(СТРАНИЦА):
Барабанщик сажает меньшую из подруг-продавщиц на колени и чего-то от нее хочет. Я увожу вторую подругу в соседнюю комнату - смотреть фотографии.
14.45
Больше пяти фотографий мы не выдерживаем. Я ее раздеваю.
14.55
Мы лежим расслабленные на кровати, она спрашивает, как меня зовут. Ответить я не успеваю, так как в дверь звонят Толик с Мариной. Набросив шорты, бегу им открывать. Толик изумленно смотрит на мой полуголый вид (их не было 15 минут). В это время мимо проносится обиженная подруга-продавщица № 1, а за ней босиком и с массой извинений на устах растрепанный барабанщик.
15.00
Босой барабанщик просит прощения у подруги № 1, стоя посреди Сумской улицы (центральная улица Харькова). Я выношу туфли барабанщика и ставлю их рядом с ним. Подруга № 2, так и не успев узнать, как меня зовут, просит у меня 5 копеек на метро. В порыве щедрости я даю ей целых 10. Толик с Мариной маячат где-то на втором плане.
15.10
Я сижу дома и пытаюсь вспомнить, на каком же месте описания конечно-шагового алгоритма идентификации параметров переходных процессов я остановился. Где-то глубоко под землей прокатывает мои кровные денежки безымянная книжная продавщица.

(РАЗДЕЛ ДАННЫХ):
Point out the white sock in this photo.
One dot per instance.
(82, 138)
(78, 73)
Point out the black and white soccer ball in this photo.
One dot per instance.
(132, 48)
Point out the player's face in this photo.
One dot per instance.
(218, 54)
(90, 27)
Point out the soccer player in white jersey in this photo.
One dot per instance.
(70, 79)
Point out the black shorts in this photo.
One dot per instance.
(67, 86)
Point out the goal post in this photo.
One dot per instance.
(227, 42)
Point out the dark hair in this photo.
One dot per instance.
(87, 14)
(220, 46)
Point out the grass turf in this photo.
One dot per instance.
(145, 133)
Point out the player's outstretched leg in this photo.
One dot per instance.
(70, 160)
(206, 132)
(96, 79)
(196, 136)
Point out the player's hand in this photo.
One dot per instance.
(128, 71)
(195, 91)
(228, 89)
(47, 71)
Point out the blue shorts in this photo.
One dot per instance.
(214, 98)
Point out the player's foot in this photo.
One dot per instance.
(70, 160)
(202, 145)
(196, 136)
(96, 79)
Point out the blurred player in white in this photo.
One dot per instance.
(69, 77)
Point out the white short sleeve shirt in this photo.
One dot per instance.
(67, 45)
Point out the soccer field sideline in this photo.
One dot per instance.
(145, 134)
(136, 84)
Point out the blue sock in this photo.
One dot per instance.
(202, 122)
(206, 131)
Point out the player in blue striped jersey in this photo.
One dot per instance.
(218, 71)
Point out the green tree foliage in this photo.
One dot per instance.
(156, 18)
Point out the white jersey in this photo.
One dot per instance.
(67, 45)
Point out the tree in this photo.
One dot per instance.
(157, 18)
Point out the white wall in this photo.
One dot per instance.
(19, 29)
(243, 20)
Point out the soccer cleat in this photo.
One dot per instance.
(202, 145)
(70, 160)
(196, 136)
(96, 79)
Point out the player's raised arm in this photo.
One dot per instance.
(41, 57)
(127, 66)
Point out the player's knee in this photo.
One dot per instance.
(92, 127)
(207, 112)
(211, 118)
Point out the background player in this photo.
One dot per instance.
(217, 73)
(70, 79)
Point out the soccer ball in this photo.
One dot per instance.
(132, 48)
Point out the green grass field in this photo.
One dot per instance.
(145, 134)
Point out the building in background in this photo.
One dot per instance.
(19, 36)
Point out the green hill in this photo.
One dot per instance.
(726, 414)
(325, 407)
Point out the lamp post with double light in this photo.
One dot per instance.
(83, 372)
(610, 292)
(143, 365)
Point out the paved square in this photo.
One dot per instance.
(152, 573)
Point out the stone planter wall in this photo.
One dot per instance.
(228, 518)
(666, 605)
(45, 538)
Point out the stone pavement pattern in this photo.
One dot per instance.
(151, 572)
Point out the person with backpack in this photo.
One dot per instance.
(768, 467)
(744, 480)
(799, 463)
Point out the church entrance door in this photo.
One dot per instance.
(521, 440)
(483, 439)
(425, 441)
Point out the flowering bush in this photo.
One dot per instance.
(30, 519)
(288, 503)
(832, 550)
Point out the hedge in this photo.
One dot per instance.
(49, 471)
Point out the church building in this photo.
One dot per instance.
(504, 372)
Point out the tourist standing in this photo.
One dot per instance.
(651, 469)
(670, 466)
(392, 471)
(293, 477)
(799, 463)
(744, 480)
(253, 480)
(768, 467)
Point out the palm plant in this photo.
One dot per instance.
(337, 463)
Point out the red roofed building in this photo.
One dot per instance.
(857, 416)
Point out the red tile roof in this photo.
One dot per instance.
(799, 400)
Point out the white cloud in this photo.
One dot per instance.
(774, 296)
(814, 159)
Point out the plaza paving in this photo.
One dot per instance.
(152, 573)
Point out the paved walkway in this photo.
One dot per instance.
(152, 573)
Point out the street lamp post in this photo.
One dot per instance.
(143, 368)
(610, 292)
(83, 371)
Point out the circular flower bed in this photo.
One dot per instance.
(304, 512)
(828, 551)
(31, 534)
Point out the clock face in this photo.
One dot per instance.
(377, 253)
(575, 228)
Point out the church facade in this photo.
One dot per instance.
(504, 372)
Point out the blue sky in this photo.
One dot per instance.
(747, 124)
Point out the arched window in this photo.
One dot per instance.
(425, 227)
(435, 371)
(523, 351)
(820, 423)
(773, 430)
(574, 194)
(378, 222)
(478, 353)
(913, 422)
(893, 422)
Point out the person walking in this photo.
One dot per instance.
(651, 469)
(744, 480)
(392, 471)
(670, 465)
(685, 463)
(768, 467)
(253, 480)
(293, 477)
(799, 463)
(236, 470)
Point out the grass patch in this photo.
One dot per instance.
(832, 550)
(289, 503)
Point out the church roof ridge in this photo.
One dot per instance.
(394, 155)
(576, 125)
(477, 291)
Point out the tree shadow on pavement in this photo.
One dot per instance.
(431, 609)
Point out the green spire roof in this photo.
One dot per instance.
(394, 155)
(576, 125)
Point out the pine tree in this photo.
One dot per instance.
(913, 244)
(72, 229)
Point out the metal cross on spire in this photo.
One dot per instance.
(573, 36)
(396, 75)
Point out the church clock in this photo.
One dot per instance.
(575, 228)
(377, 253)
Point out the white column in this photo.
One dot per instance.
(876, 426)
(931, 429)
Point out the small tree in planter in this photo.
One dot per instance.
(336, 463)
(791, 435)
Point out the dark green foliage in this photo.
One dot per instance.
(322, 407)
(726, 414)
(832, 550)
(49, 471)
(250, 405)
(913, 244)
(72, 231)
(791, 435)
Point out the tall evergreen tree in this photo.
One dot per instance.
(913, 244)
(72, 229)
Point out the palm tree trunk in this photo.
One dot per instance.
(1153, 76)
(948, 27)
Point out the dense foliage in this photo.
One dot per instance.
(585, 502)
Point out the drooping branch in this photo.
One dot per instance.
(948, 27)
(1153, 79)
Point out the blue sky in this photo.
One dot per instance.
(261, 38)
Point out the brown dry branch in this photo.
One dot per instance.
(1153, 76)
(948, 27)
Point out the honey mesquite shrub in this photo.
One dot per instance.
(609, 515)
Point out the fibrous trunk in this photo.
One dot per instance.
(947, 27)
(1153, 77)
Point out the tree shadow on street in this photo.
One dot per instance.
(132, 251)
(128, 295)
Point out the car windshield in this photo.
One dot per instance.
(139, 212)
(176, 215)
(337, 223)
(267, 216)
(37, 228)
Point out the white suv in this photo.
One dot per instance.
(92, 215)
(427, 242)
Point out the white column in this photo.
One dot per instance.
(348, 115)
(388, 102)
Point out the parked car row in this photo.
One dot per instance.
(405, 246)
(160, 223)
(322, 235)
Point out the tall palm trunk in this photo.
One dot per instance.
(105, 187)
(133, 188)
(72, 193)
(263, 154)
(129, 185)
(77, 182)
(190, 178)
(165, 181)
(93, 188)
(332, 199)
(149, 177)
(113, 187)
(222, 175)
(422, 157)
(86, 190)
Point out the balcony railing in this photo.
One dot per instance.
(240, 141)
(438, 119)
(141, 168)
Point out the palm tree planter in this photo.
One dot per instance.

(ЧТО ТРЕБУЕТСЯ):
Пожалуйста, выпишите из отрывка все отметки времени в том порядке, в каком они идут.

(ОБРАЗЕЦ ОТВЕТА):
14.45
14.55
15.00
15.10